_WHAT YOU NEED TO DO_:
• a. According to the quarterly financial notes, what did the Corporation replace its $500 million revolving credit agreement with in November 1996?
• b. Reproduce the part of the quarterly financial notes starting with "The accompanying unaudited" and going on through "classifications.".
• c. Carry on the quarterly financial report from its last line.

_TEXT SHOWN_:
• • •

Note A -- Basis of Presentation
- - -------------------------------

The accompanying unaudited condensed consolidated financial statements have been
prepared in accordance with the instructions to Form 10-Q and Rule 10-01 of
Regulation S-X. Accordingly, they do not include all information and footnotes
necessary for a complete presentation of financial position, results of
operations, and changes in cash flows in conformity with generally accepted
accounting principles. For further information refer to the financial statements
and notes to financial statements included in the Corporation's Annual Report on
Form 10-K for the fiscal year ended June 30, 1996.

Note B -- Reclassifications
- - ---------------------------

Prior year amounts have been reclassified to conform with current year
classifications.

Note C -- Credit Arrangements
- - -----------------------------

In November 1996, the Corporation replaced its existing $500 million revolving
credit agreement with an $800 million syndicated credit facility consisting of
a 364-Day $300 million facility and a five year $500 million facility. These
agreements provide for drawings at interest rates determined by a pricing
matrix based upon the Corporation's long-term debt rating.

(5)
6

ITEM 2. Management's Discussion & Analysis of Financial Condition & Results of
- - ------------------------------------------------------------------------------
Operations
- - ----------

Results for the second quarter and first two quarters were higher than the
comparable periods a year ago. Segment net sales, operating profit and net
income were as follows:

<TABLE>
<CAPTION>
Quarter Ended Two Quarters Ended
---------------------------------------- -------------------------------------
Dec. 31 Dec. 31 Percent Dec. 31 Dec. 31 Percent
1996 1995 Inc./(Dec) 1996 1995 Inc./(Dec)
---------------------------------------- -------------------------------------
(Dollars in millions)
<S> <C> <C> <C> <C> <C> <C>
NET SALES
Communications $248.4 $212.8 17 $ 456.5 $ 393.4 16
Lanier Worldwide 294.1 287.5 2 553.5 537.3 3
Electronic Systems 242.1 236.2 2 496.5 449.9 10
Semiconductor 161.3 180.1 (10) 322.8 352.7 (8)
----- ----- ------- -------
Total $945.9 $916.6 3 $1,829.3 $1,733.3 4
===== ===== ======= =======

OPERATING PROFIT
Communications $ 22.0 $ 20.2 9 $ 41.6 $ 36.0 16
Lanier Worldwide 33.0 32.0 3 55.6 53.4 4
Electronic Systems 17.3 17.0 2 36.6 37.4 (2)
Semiconductor 19.1 20.3 (6) 39.8 39.4 1
Corporate Expense (5.9) (11.7) (48) (15.1) (21.8) (31)

• • •

_PROVIDED INFORMATION_:
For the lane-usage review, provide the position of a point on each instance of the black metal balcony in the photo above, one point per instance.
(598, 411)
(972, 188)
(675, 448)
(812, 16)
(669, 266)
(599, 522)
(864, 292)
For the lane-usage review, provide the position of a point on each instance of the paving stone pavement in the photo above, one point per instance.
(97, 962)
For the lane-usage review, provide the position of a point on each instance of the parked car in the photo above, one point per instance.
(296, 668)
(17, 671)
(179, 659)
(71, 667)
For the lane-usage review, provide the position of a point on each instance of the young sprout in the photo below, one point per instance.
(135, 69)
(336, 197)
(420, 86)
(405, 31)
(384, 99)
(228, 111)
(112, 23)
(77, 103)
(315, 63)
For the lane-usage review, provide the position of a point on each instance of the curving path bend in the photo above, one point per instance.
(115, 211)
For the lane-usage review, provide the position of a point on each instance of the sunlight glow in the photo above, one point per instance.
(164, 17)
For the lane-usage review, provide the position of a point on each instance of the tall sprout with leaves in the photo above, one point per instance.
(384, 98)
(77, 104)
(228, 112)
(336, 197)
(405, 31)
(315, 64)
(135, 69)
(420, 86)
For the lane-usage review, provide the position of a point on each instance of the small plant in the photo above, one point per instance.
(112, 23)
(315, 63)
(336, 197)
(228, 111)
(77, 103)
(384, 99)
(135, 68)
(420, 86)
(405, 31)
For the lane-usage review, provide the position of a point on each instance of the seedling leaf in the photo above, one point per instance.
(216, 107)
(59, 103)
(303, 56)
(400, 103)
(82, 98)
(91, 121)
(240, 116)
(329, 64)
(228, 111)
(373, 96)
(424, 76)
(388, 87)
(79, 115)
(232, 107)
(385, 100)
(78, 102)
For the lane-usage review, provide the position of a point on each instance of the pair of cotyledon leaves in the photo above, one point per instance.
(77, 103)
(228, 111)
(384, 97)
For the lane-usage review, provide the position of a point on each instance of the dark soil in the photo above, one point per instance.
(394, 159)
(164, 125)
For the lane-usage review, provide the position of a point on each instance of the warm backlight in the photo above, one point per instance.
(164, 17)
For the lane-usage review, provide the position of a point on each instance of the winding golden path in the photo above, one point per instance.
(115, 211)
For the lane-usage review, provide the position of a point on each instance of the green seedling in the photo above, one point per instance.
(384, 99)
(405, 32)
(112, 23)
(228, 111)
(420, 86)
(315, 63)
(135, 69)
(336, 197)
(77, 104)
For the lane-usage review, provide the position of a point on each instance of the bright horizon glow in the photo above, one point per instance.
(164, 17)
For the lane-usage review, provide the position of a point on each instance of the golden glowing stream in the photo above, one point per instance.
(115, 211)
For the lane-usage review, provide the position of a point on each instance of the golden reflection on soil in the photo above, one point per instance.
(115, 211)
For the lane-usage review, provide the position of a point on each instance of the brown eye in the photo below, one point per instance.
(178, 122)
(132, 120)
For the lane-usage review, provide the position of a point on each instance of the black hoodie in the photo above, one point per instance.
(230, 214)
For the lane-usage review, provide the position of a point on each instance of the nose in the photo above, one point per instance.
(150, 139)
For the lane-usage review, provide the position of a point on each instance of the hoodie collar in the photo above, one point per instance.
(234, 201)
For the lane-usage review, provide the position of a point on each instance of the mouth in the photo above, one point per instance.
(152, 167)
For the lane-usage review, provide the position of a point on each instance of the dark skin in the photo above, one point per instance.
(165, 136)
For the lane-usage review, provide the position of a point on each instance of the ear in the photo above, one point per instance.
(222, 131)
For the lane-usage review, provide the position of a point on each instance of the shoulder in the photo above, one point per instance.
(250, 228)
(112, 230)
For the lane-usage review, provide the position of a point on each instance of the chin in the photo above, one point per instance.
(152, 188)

• • •

_RESULTS_:
• a. An $800 million syndicated credit facility consisting of a 364-Day $300 million facility and a five year $500 million facility.

• b.
The accompanying unaudited condensed consolidated financial statements have been
prepared in accordance with the instructions to Form 10-Q and Rule 10-01 of
Regulation S-X. Accordingly, they do not include all information and footnotes
necessary for a complete presentation of financial position, results of
operations, and changes in cash flows in conformity with generally accepted
accounting principles. For further information refer to the financial statements
and notes to financial statements included in the Corporation's Annual Report on
Form 10-K for the fiscal year ended June 30, 1996.

Note B -- Reclassifications
- - ---------------------------

Prior year amounts have been reclassified to conform with current year
classifications.

• c.
Interest Expense (16.0) (15.7) 2 (30.8) (30.7) -
----- ----- ---- -----
Total $ 69.5 $ 62.1 12 $127.7 $113.7 12
===== ===== ===== =====

NET INCOME
Communications $11.2 $ 9.4 19 $20.8 $17.0 22
Lanier Worldwide 16.7 14.7 14 27.2 23.6 15
Electronic Systems 8.0 6.3 27 16.0 13.9 15
Semiconductor 9.6 10.0 (4) 19.6 19.4 1
---- ---- ---- ----
Total $45.5 $40.4 13 $83.6 $73.9 13
==== ==== ==== ====
</TABLE>

Communications segment sales and earnings were up strongly over the prior year
periods, led by strong demand for the segment's microwave and broadcast
products. Net income benefited from lower tax rates resulting from tax benefits
of foreign operations.

Sales and operating profit were up slightly in the Lanier Worldwide segment,
while net income was up 14 percent for the quarter and 15 percent year-to-date.
Lower interest expense, favorable foreign exchange rates and lower income taxes
contributed to the strong increase in net income.

Electronic Systems segment sales were up slightly in the second quarter and
moderately for the year, while operating profit was relatively unchanged. Net
income was up sharply for the quarter as the segment recognized tax benefits
associated with the sale of a building. The first two quarters include
write-offs on certain programs that have been substantially offset by the gain
on the sale of a building.

Sales were moderately lower for the Semiconductor segment for both the quarter
and the year due to an industry-wide downturn. Earnings were somewhat lower for
the quarter and slightly higher for the year as the impact of lower sales has
been offset by higher royalty income and improved margins in military and space
products and intelligent power circuits.

Cost of sales as a percentage of net sales decreased to 67.1 percent in the
second quarter and 66.7 percent in the first two quarters of this year compared
to 67.2 percent and 67.0 percent for the respective periods last year. For the
year, cost ratios were lower in the Semiconductor segment due to increased
royalties and in the Lanier segment due to favorable exchange rates.

(6)
7

Engineering, selling, and administrative expenses as a percentage of net sales
increased to 25.3 percent in the second quarter and 25.7 percent for the year
compared to 24.3 percent and 25.1 percent for the comparable prior year periods.
Operating expenses were somewhat higher in all expense categories, including
research and development, which is $12 million higher for the current year.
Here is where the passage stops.